Problem set:
a) In the solar cell workpackage descriptions, why will classical electronic device simulations be replaced by simulations that take into account the one-electron Schrödinger equation? Answer in one to three sentences.
b) According to the solar cell workpackage descriptions, which two interfaces does WP1 describe at the atomic scale?
c) Reproduce the solar cell workpackage descriptions word for word from "Furthermore, it will" up to and including "a knowledge-intensive base.".

Text passage:
WP1: This workpackage will produce a description of the most important interfaces in a solar cell (the silver-silicon contacting interface and the silicon-silicon nitride passivating interface) at the atomic scale. These interfacial models can then be used in the project  both to understand the interfacial properties (such as the Schottky barrier height for the contacting interface – see WP3 and the importance of using a gradual interface to reduce the population of recombination centres – see WP4) and as starting configurations for other calculations (see WP3, WP4 for details).  The socio-economic impact and wider implications of this workpackage are therefore seen in its input to these workpackages, and through them in the design of better solar cells.

WP2: As electronic devices shrink, scattering at defects and interfaces plays an increasing role and an atomistic description becomes important, maybe even mandatory.  Hence, classical electronic device simulations, which are usually based on Boltzmann’s transport equation, will be replaced by simulations that take into account the one-electron Schrödinger equation (treating non-interacting electrons) with suitably parameterized weak interactions between electrons and interactions between the electrons and the lattice.

On the other hand, ab-initio (parameter-free) methods aim to solve the true many electron Schrödinger equation (treating strongly interacting electrons). But the solution of the many electron Schrödinger equation is only possible for very small systems.Our efforts contribute to the merger between classical electronic device simulation (aimed at macroscopic models containing billion of atoms) and full ab-initio simulations (aimed at few atoms). It aims to bridge this gap addressing systems and models containing typically 100.000 atoms. If we achieve our goal, we will change the methods used to simulate electronic devices. This might yield new insight in solar cells, but the methods developed here are broadly applicable to other electronic devices and nanostructures. 

WP3: A multi-scale modelling framework will be created to describe diffusion processes leading to the metallisation, as well as charge transport at the metal-semiconductor interface. This requires development of a new generic methodology, which can be useful to many different fields in addition to improving contacting schemes for existing solar cells.

WP4: The aim of this workpackage is to calculate principal energy loss mechanisms of photocarriers caused by various defects at the passivation interface of Si/SiNx of Si solar cells by developing a multi-scale first-principles method. By mapping with experimental data of defect generation as a function of device fabrication, we will then be able to understand the energy loss of photocarriers, and thus optimize device performance. The method has been focused on passivation interface of Si/SiNx of Si solar cells. It is however very generic for studying various energy conversion processes in Si-based solar cells as well as other semiconductor solar cells such as quantum dot based ones where multiple exciton generation is expected to enhance significantly the solar energy conversion efficiency.

WP5: The new fundamental insight into the metallisation process gained by modelling will lead to the formulation of improved metal pastes. Since the use of large amounts of expensive silver in the rapidly growing solar cell industry is problematic, new materials for the metallic part will be introduced.

Furthermore, it will be possible to test material systems for contact formation in a modelling environment instead of having to go through very expensive trial-and-error experimental research. This will not only strengthen Europe’s knowledge position in the field of multi-scale modelling but also improve the competitiveness of the European PV industry and generate knowledge to ensure its transformation from a resource-intensive to a knowledge-intensive base.

WP6: We will obtain new fundamental insight into recombination processes at interfaces in solar cells and related semiconductor materials which will enable improved passivation schemes in industrial production.

Dataset extract:
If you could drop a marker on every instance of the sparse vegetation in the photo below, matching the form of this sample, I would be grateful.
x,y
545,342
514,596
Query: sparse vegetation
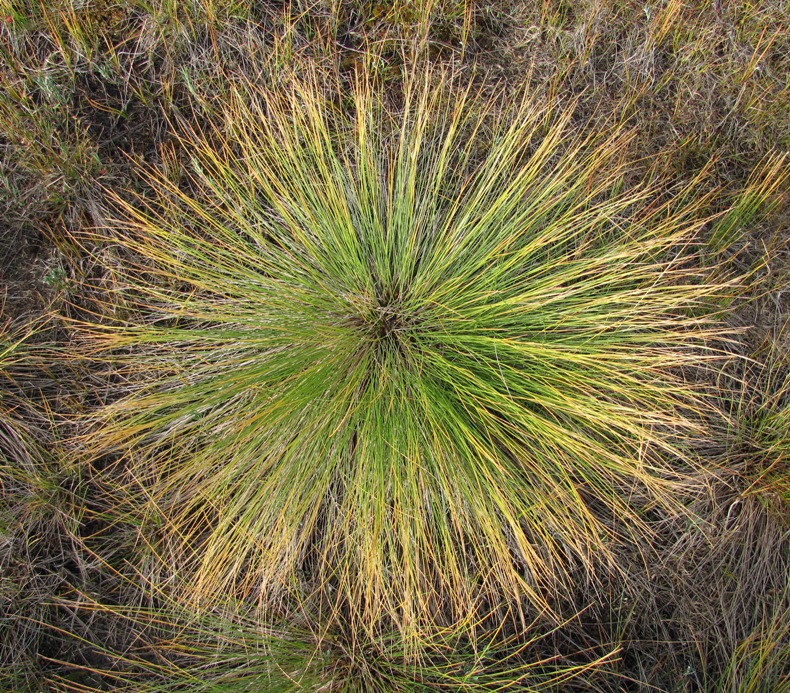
x,y
394,346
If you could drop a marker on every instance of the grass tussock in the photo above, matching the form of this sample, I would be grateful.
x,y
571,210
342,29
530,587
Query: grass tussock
x,y
323,372
407,372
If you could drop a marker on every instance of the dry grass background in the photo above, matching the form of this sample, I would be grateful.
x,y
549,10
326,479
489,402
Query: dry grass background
x,y
93,94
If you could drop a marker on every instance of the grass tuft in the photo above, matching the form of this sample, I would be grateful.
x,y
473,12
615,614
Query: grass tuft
x,y
405,358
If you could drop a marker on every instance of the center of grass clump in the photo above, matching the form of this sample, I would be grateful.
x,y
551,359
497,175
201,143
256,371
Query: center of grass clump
x,y
387,326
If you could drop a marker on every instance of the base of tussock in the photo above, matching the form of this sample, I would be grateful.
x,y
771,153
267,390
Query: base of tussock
x,y
92,90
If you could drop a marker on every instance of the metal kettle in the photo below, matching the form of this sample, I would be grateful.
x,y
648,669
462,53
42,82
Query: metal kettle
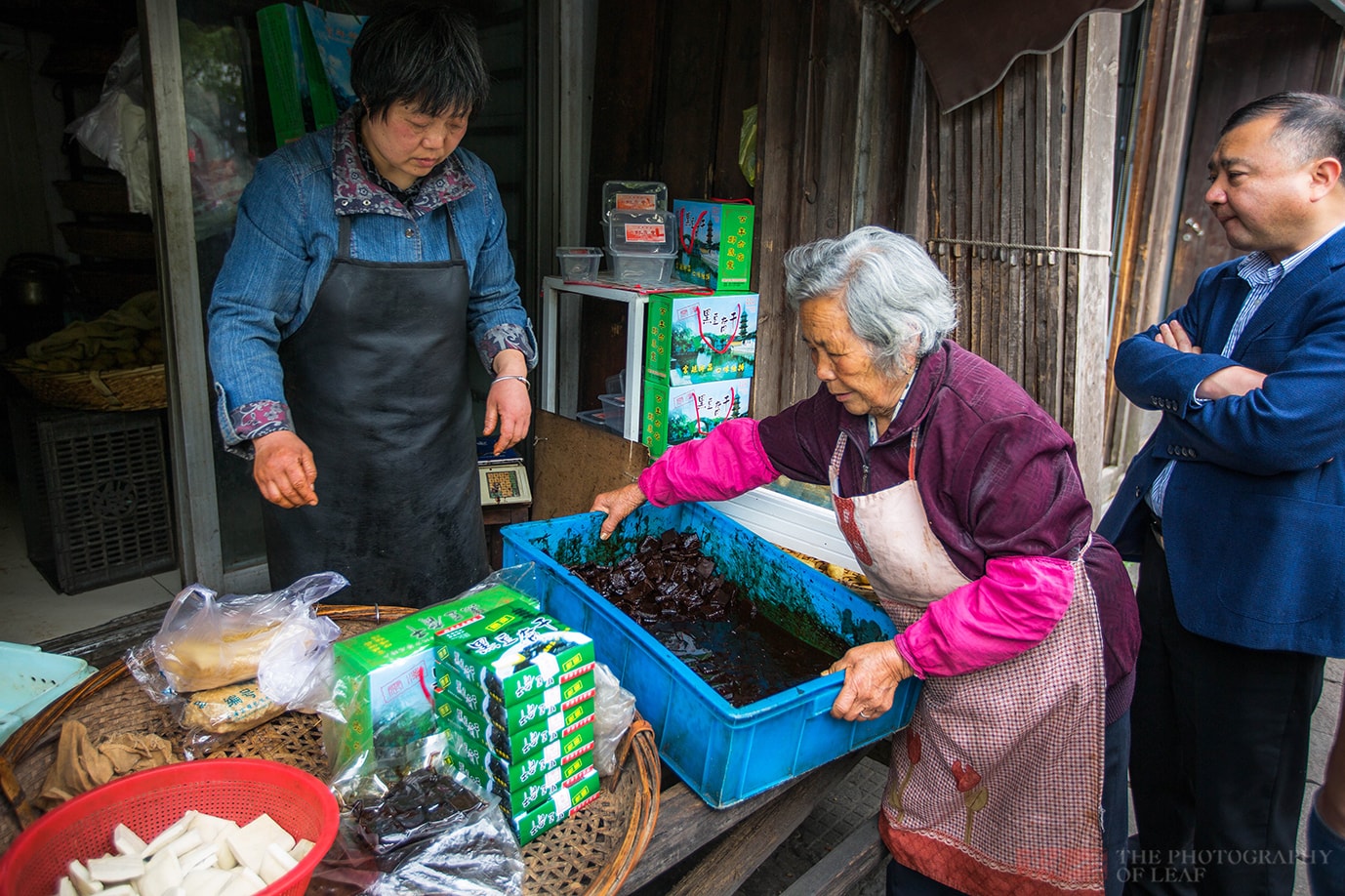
x,y
31,298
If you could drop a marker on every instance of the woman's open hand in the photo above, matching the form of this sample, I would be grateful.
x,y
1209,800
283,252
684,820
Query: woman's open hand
x,y
284,469
618,505
872,674
509,406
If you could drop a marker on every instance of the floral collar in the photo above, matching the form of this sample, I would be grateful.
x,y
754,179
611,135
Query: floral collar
x,y
356,187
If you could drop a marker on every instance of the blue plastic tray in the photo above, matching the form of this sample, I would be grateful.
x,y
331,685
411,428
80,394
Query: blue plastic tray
x,y
722,753
31,679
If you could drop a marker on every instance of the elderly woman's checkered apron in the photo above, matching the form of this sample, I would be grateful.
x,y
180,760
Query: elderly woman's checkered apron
x,y
996,786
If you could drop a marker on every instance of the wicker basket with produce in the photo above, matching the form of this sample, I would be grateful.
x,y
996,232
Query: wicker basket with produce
x,y
114,362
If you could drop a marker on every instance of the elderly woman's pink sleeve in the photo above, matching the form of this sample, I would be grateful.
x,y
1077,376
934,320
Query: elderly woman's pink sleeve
x,y
1006,612
724,465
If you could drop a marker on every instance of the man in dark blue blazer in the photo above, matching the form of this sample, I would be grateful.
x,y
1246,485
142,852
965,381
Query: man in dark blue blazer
x,y
1237,510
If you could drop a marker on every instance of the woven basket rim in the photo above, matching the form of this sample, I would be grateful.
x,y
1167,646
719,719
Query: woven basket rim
x,y
637,777
113,389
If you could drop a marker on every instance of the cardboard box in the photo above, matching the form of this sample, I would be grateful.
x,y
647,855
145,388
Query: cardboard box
x,y
690,338
509,743
384,677
559,753
522,660
448,638
568,799
511,747
530,793
672,415
714,244
516,715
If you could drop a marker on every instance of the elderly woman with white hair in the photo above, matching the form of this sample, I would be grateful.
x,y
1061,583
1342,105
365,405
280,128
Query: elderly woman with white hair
x,y
961,502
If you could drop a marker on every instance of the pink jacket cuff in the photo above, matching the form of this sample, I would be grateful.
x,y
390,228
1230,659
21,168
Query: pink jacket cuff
x,y
724,465
1006,612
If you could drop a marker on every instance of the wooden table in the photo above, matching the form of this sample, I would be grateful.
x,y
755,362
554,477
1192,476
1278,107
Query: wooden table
x,y
735,839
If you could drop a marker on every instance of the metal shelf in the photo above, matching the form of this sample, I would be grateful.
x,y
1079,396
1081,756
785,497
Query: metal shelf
x,y
558,372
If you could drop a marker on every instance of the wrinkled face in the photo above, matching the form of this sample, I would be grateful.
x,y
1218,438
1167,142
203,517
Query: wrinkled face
x,y
843,362
1260,196
406,144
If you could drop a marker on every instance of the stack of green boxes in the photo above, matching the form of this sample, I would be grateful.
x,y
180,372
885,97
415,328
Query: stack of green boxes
x,y
384,677
515,693
698,359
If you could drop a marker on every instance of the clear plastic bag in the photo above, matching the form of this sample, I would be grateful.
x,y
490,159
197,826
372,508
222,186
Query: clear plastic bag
x,y
408,828
226,665
612,715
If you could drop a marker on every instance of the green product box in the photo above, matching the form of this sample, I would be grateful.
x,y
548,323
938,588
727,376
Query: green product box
x,y
384,678
691,340
522,660
570,798
573,742
512,746
533,792
448,682
486,625
483,763
714,244
672,415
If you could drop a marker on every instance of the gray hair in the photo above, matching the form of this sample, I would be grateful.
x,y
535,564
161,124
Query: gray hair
x,y
1312,125
896,299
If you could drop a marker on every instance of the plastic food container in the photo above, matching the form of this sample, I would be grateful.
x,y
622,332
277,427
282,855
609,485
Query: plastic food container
x,y
149,800
633,195
598,417
614,406
640,269
650,233
722,753
579,264
31,679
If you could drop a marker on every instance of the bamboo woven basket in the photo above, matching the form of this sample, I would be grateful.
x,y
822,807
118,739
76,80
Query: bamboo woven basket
x,y
128,389
591,853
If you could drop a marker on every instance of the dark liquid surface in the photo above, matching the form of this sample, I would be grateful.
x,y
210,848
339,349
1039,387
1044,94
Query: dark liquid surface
x,y
672,590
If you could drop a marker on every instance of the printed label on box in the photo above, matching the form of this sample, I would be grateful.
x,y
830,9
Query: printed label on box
x,y
691,340
487,765
569,799
635,202
515,715
637,233
384,677
672,415
714,244
522,660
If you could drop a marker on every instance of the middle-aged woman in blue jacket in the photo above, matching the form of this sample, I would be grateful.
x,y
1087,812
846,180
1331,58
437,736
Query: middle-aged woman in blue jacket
x,y
367,257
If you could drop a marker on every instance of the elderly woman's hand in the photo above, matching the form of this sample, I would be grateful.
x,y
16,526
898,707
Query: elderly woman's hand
x,y
872,674
618,505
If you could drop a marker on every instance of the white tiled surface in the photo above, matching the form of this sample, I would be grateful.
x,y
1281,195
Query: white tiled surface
x,y
32,611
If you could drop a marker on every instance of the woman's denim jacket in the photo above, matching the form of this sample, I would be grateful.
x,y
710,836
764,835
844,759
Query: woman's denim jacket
x,y
285,240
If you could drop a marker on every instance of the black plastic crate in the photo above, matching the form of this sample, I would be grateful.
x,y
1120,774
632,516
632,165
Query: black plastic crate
x,y
32,487
105,479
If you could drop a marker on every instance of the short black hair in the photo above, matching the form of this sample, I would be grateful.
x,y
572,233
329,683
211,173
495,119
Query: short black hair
x,y
423,53
1312,125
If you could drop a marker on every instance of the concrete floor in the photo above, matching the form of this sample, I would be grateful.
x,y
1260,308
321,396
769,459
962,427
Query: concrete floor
x,y
31,610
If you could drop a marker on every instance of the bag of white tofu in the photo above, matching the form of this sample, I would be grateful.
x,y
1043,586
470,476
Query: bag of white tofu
x,y
209,640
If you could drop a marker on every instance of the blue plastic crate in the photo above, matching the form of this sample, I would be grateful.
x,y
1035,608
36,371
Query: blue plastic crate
x,y
31,679
722,753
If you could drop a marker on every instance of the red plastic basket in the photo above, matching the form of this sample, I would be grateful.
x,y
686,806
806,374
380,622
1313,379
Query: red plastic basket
x,y
149,800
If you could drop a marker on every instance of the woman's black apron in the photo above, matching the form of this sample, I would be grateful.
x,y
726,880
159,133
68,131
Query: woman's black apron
x,y
376,379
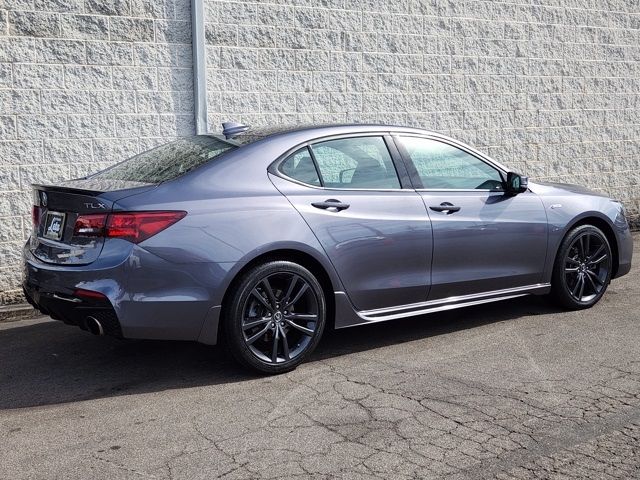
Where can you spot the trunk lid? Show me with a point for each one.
(56, 209)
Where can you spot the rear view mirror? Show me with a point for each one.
(516, 183)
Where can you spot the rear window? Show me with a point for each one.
(168, 161)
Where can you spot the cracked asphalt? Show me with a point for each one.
(511, 390)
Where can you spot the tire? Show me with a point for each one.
(277, 303)
(582, 269)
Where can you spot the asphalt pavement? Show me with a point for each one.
(513, 390)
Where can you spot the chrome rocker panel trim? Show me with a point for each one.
(449, 303)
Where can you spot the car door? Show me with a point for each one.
(483, 239)
(376, 233)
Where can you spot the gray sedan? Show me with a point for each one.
(265, 238)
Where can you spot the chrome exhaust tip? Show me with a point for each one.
(94, 326)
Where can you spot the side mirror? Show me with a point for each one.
(516, 183)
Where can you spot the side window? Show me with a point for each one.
(300, 166)
(442, 166)
(359, 162)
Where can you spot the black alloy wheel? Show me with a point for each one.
(276, 317)
(583, 268)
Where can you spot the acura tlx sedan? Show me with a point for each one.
(263, 238)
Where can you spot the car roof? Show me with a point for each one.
(253, 134)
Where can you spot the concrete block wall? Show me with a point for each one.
(83, 84)
(549, 87)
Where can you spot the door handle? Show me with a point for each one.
(331, 203)
(445, 207)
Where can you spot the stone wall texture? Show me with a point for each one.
(83, 84)
(549, 87)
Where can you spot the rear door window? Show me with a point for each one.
(441, 166)
(356, 163)
(300, 166)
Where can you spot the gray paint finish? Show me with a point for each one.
(387, 253)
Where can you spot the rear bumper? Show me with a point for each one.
(147, 297)
(73, 310)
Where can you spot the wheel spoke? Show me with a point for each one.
(292, 284)
(261, 299)
(587, 246)
(285, 344)
(272, 297)
(581, 288)
(595, 288)
(303, 289)
(576, 287)
(274, 352)
(592, 275)
(252, 322)
(256, 336)
(581, 247)
(305, 330)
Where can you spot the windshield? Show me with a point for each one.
(167, 161)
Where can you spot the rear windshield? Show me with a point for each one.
(168, 161)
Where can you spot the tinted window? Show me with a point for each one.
(361, 162)
(167, 161)
(442, 166)
(300, 166)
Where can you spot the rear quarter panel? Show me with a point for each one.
(567, 207)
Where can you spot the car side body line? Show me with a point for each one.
(344, 319)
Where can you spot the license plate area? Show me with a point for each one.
(54, 225)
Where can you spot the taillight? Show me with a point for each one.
(138, 226)
(90, 225)
(132, 226)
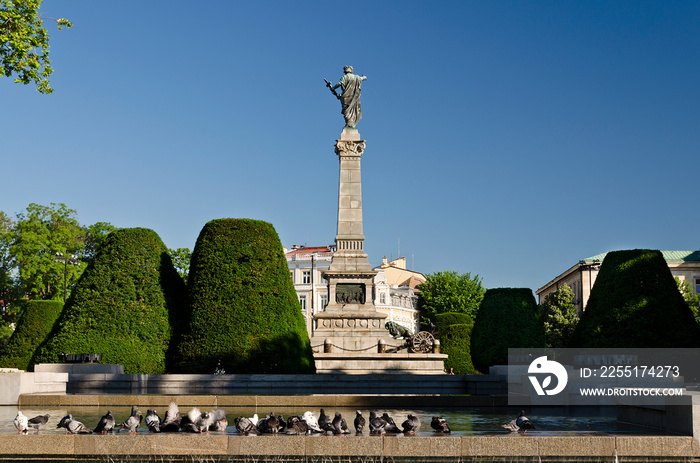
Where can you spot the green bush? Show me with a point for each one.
(455, 341)
(443, 320)
(123, 305)
(507, 318)
(34, 325)
(635, 302)
(244, 307)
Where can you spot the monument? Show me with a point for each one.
(349, 334)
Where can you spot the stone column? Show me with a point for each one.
(350, 320)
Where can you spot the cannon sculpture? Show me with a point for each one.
(421, 342)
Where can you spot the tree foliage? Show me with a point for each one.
(34, 325)
(559, 316)
(38, 235)
(455, 341)
(24, 43)
(244, 309)
(692, 299)
(29, 244)
(636, 303)
(507, 318)
(449, 291)
(181, 260)
(126, 305)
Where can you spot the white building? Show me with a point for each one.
(685, 265)
(395, 288)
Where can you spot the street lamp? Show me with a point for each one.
(73, 260)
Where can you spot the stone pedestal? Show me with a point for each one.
(350, 321)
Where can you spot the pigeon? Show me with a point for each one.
(21, 422)
(203, 421)
(171, 422)
(106, 424)
(38, 421)
(325, 422)
(152, 420)
(219, 420)
(245, 426)
(359, 422)
(72, 426)
(411, 425)
(439, 424)
(188, 422)
(340, 426)
(390, 424)
(520, 424)
(377, 424)
(311, 422)
(133, 422)
(269, 424)
(523, 422)
(296, 426)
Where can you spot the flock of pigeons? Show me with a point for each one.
(324, 424)
(196, 421)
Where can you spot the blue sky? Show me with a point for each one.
(506, 139)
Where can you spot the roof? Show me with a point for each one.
(669, 256)
(310, 250)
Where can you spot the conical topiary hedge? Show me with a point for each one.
(507, 318)
(123, 305)
(245, 311)
(635, 303)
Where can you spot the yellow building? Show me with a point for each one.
(395, 291)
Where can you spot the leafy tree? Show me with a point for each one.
(39, 235)
(24, 43)
(507, 318)
(126, 305)
(7, 284)
(690, 297)
(95, 236)
(29, 265)
(455, 341)
(449, 291)
(244, 309)
(181, 260)
(559, 316)
(636, 303)
(33, 327)
(443, 320)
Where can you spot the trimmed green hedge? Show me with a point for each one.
(507, 318)
(455, 341)
(244, 307)
(635, 302)
(443, 320)
(123, 305)
(35, 323)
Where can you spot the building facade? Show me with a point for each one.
(395, 288)
(684, 265)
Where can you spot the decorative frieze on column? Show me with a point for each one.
(350, 319)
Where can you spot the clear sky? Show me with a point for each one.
(506, 139)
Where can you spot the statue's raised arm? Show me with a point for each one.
(350, 85)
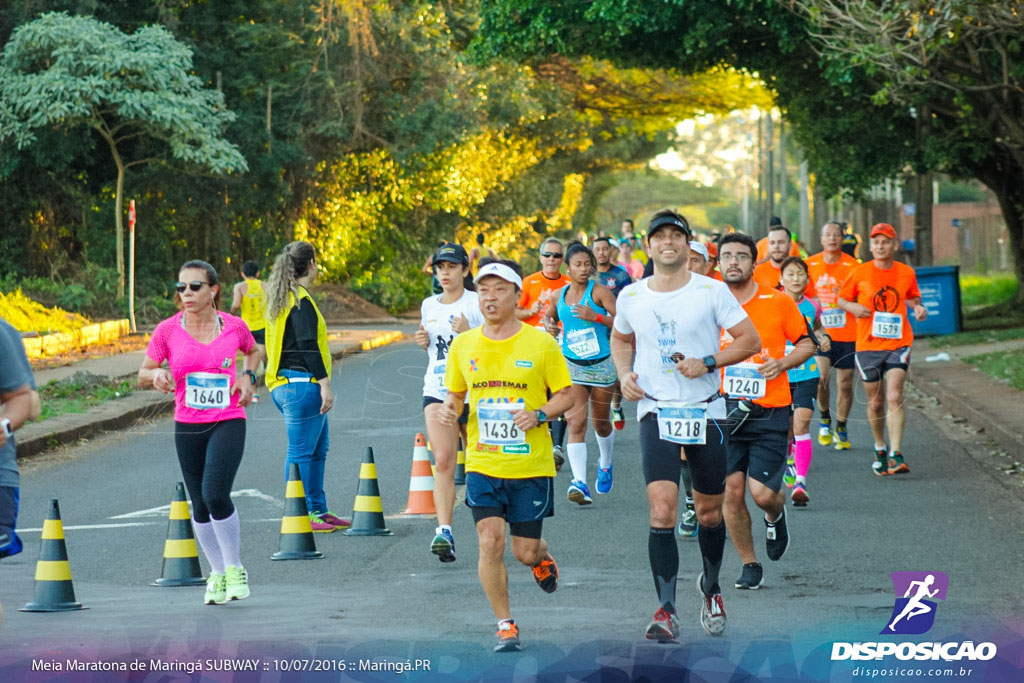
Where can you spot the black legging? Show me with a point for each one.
(209, 455)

Answers below:
a) As electronic devices shrink, scattering at defects and interfaces plays an increasing role. An atomistic description therefore becomes important, maybe even mandatory. Classical simulations based on Boltzmann's transport equation will thus give way to ones built on the one-electron Schrödinger equation.

b) The silver-silicon contacting interface and the silicon-silicon nitride passivating interface.

c)
Furthermore, it will be possible to test material systems for contact formation in a modelling environment instead of having to go through very expensive trial-and-error experimental research. This will not only strengthen Europe’s knowledge position in the field of multi-scale modelling but also improve the competitiveness of the European PV industry and generate knowledge to ensure its transformation from a resource-intensive to a knowledge-intensive base.